**Exercise description**
Rewrite the data below with every "job" renamed to "assignment" and everything else unchanged. Omit the pictures from your version.

── Records supplied

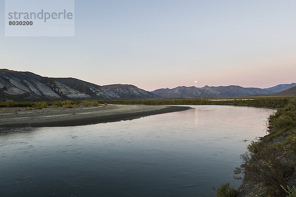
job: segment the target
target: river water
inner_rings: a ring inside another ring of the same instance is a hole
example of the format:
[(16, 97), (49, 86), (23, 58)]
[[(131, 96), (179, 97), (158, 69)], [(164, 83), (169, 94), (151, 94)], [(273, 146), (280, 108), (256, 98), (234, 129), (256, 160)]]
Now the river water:
[(272, 110), (217, 105), (85, 126), (2, 129), (1, 197), (206, 197)]

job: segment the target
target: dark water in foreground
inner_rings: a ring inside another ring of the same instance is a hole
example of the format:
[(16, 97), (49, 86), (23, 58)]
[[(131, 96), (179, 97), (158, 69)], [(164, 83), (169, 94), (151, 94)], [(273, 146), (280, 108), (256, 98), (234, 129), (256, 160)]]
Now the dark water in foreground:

────

**Task result**
assignment: segment the target
target: river water
inner_rings: a ring inside another ring of the same instance is a hole
example of the format:
[(16, 97), (49, 86), (23, 58)]
[[(131, 96), (179, 97), (158, 69)], [(164, 83), (169, 94), (151, 94)], [(273, 146), (280, 108), (256, 98), (234, 129), (256, 160)]]
Now the river water:
[(272, 110), (217, 105), (85, 126), (2, 129), (1, 197), (206, 197)]

assignment: segment the target
target: dark water in foreground
inner_rings: a ring inside another ring of the same instance is a hole
example of the format:
[(16, 97), (49, 86), (23, 58)]
[[(131, 96), (179, 97), (158, 69)], [(164, 83), (169, 94), (151, 94)], [(273, 146), (280, 108), (256, 98), (234, 129), (256, 160)]]
Now the dark water in foreground:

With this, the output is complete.